• **Written problem 1**
Answer these questions using the BBEdit post:
(a) Which two languages does BBEdit 7 newly support?
(b) Which validator did Smith's weblog front page pass?
(c) When BBEdit reports errors that the W3C validator doesn't, what is the correct action?
• **Written problem 2**
Copy the BBEdit post word for word from "Actually, her conclusion" to "Web Standards Project.)".

• **Text passage**
A Valid Point

BBEdit 7 is out. BBEdit releases are official holidays at Daring Fireball headquarters.

Dori Smith marked the occasion by complaining that because BBEdit 7 now includes language support for ASP and VBScript, but does not have a built-in CSS validator, that Bare Bones is ignoring the needs of web developers.

Only in the mind of Dori Smith could new support for two additional web programming languages serve as evidence that Bare Bones is not listening to web developers. Despite the fact that ASP is a Windows technology, I assure you there are many BBEdit users developing web sites with it.

Smith followed that post with another, griping about BBEdit’s HTML syntax checker, which reports errors against her weblog’s front page, even though the same page passes the W3C’s online HTML validator:

So, my conclusion stands: if I can’t use BBEdit to check HTML standards compliancy (because it gives erroneous results) and I can’t use it to check CSS standards compliancy (because it doesn’t support this), then, it’s not a useful tool for standards validation. And that is something that I do a lot of.

Actually, her conclusion does not stand at all. BBEdit is not reporting erroneous results. Her blog’s markup does contain errors, and BBEdit is reporting them correctly. She may do a lot of HTML validation, but she doesn’t do it well. (Which is a tad embarrassing, considering that she claims to sit on the steering committe of the Web Standards Project.)

This is a fairly common source of confusion. BBEdit’s syntax checker and the W3C’s validator frequently produce different results. Which is not to say they disagree, however — it’s just that they work very differently, and therefore find (and miss) different classes of markup errors.

It so happens that the most common discrepancies are situations where BBEdit reports errors that the W3C validator doesn’t. The correct action to take is to fix the errors BBEdit reports. The incorrect action is to blame BBEdit; it is almost certain that BBEdit is right, and your markup is wrong.

About Validation

Just what does it mean when your web pages pass through an HTML validator without error? Only that they’ve passed through a validator. That’s a good thing, but it most definitely does not mean that your markup is error-free. It might be, but each HTML checker I’m aware of misses certain classes of errors.

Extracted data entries
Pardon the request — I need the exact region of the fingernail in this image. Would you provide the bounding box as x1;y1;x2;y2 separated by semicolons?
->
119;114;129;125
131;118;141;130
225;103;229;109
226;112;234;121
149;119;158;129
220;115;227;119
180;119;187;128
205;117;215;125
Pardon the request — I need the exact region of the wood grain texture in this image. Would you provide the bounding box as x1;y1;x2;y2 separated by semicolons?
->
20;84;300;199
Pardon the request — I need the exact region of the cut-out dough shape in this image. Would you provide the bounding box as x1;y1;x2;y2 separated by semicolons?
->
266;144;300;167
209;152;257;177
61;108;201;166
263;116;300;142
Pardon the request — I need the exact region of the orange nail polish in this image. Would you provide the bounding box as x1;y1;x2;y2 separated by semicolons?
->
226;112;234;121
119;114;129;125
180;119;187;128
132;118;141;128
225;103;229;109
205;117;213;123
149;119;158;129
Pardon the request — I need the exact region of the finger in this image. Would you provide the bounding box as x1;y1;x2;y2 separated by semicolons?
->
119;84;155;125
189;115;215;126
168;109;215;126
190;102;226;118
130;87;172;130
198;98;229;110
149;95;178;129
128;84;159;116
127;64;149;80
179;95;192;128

• **Full solution 1**
(a) ASP and VBScript
(b) The W3C's online HTML validator
(c) Fix the errors BBEdit reports

• **Full solution 2**
Actually, her conclusion does not stand at all. BBEdit is not reporting erroneous results. Her blog’s markup does contain errors, and BBEdit is reporting them correctly. She may do a lot of HTML validation, but she doesn’t do it well. (Which is a tad embarrassing, considering that she claims to sit on the steering committe of the Web Standards Project.)